**Material supplied:**

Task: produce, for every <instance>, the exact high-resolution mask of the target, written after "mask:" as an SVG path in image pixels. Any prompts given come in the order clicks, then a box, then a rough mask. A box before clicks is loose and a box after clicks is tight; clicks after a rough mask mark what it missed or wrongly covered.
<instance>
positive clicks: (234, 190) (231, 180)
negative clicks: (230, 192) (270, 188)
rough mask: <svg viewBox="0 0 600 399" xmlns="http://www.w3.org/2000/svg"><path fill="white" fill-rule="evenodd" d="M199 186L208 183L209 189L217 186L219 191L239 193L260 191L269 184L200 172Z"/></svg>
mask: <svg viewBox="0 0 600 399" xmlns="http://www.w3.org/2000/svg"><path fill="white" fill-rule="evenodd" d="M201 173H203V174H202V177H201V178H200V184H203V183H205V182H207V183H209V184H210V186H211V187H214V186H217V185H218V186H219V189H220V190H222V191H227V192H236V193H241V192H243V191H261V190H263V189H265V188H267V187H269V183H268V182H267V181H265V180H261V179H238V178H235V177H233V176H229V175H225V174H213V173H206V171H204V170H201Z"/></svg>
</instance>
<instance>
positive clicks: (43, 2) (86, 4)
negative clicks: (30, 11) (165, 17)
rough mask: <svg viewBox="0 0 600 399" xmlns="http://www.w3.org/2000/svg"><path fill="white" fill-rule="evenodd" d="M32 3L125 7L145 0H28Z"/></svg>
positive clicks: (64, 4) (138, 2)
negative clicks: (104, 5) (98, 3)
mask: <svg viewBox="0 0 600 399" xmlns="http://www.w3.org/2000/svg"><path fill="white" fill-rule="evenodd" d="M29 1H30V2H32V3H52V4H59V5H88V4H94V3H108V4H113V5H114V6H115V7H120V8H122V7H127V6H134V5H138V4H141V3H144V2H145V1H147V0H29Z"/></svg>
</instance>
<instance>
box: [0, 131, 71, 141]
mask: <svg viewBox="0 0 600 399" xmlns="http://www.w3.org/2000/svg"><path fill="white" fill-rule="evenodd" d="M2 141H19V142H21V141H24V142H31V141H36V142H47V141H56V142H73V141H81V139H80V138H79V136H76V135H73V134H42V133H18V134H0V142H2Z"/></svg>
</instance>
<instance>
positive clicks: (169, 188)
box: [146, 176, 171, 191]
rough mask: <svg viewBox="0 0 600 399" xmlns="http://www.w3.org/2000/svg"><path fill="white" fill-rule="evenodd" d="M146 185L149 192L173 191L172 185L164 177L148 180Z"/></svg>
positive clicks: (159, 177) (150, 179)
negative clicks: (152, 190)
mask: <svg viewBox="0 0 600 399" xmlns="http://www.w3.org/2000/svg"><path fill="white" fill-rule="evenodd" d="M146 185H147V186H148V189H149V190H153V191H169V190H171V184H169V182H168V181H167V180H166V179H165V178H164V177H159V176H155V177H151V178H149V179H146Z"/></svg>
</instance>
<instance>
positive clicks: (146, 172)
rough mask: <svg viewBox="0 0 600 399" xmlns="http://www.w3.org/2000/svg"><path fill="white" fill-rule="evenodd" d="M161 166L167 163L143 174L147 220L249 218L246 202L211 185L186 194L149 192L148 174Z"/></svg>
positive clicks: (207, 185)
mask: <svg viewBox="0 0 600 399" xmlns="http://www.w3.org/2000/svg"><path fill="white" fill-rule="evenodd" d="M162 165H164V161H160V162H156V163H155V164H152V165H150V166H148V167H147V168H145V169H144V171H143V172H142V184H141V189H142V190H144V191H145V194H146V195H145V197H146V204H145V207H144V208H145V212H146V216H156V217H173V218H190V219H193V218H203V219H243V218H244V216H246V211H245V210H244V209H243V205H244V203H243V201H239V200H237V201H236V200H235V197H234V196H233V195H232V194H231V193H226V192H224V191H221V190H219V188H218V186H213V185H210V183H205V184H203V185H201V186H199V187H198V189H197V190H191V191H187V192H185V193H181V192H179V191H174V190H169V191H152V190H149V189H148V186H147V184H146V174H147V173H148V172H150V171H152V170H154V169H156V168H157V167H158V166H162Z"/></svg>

**Task objective:**
Reproduce all of the data above line for line, changing nothing.

**Answer for the task:**
Task: produce, for every <instance>, the exact high-resolution mask of the target, written after "mask:" as an SVG path in image pixels. Any prompts given come in the order clicks, then a box, then a rough mask. A box before clicks is loose and a box after clicks is tight; clicks after a rough mask mark what it missed or wrongly covered.
<instance>
positive clicks: (234, 190) (231, 180)
negative clicks: (230, 192) (270, 188)
rough mask: <svg viewBox="0 0 600 399" xmlns="http://www.w3.org/2000/svg"><path fill="white" fill-rule="evenodd" d="M199 186L208 183L209 189L217 186L219 191L239 193L260 191L269 184L200 172Z"/></svg>
mask: <svg viewBox="0 0 600 399" xmlns="http://www.w3.org/2000/svg"><path fill="white" fill-rule="evenodd" d="M201 173H203V174H202V177H201V178H200V184H203V183H205V182H207V183H209V184H210V186H211V187H214V186H217V185H218V186H219V189H220V190H222V191H227V192H236V193H241V192H243V191H261V190H263V189H265V188H267V187H269V183H268V182H267V181H265V180H261V179H238V178H235V177H233V176H229V175H225V174H213V173H206V171H204V170H201Z"/></svg>
</instance>
<instance>
positive clicks: (43, 2) (86, 4)
negative clicks: (30, 11) (165, 17)
rough mask: <svg viewBox="0 0 600 399" xmlns="http://www.w3.org/2000/svg"><path fill="white" fill-rule="evenodd" d="M32 3L125 7L145 0H28Z"/></svg>
positive clicks: (64, 4) (138, 2)
negative clicks: (104, 5) (98, 3)
mask: <svg viewBox="0 0 600 399" xmlns="http://www.w3.org/2000/svg"><path fill="white" fill-rule="evenodd" d="M29 1H30V2H32V3H52V4H59V5H88V4H94V3H108V4H113V5H114V6H115V7H120V8H122V7H127V6H134V5H138V4H141V3H144V2H145V1H147V0H29Z"/></svg>
</instance>
<instance>
box: [0, 131, 71, 141]
mask: <svg viewBox="0 0 600 399" xmlns="http://www.w3.org/2000/svg"><path fill="white" fill-rule="evenodd" d="M2 141H19V142H21V141H24V142H31V141H36V142H47V141H56V142H73V141H81V139H80V138H79V136H76V135H73V134H42V133H18V134H0V142H2Z"/></svg>
</instance>
<instance>
positive clicks: (169, 188)
box: [146, 176, 171, 191]
rough mask: <svg viewBox="0 0 600 399" xmlns="http://www.w3.org/2000/svg"><path fill="white" fill-rule="evenodd" d="M146 185L149 192L173 191L172 185L164 177L148 180Z"/></svg>
positive clicks: (159, 177) (150, 179)
negative clicks: (152, 190)
mask: <svg viewBox="0 0 600 399" xmlns="http://www.w3.org/2000/svg"><path fill="white" fill-rule="evenodd" d="M146 185H147V186H148V189H149V190H153V191H169V190H171V184H169V182H168V181H167V180H166V179H165V178H164V177H159V176H155V177H151V178H149V179H146Z"/></svg>
</instance>
<instance>
positive clicks: (146, 172)
rough mask: <svg viewBox="0 0 600 399" xmlns="http://www.w3.org/2000/svg"><path fill="white" fill-rule="evenodd" d="M161 166L167 163L143 174L147 220L249 218L246 202L211 185L186 194L149 192L148 174Z"/></svg>
positive clicks: (207, 185)
mask: <svg viewBox="0 0 600 399" xmlns="http://www.w3.org/2000/svg"><path fill="white" fill-rule="evenodd" d="M162 165H164V161H160V162H156V163H155V164H152V165H150V166H148V167H147V168H145V169H144V171H143V172H142V184H141V189H142V190H144V191H145V194H146V195H145V197H146V204H145V207H144V208H145V212H146V216H156V217H173V218H190V219H193V218H203V219H243V218H244V216H246V211H245V210H244V209H243V205H244V203H243V201H239V200H237V201H236V200H235V197H234V196H233V195H232V194H231V193H226V192H224V191H221V190H219V188H218V186H213V185H210V183H205V184H203V185H201V186H199V187H198V189H197V190H191V191H187V192H185V193H181V192H179V191H174V190H169V191H152V190H149V189H148V186H147V184H146V174H147V173H148V172H150V171H152V170H154V169H156V168H157V167H158V166H162Z"/></svg>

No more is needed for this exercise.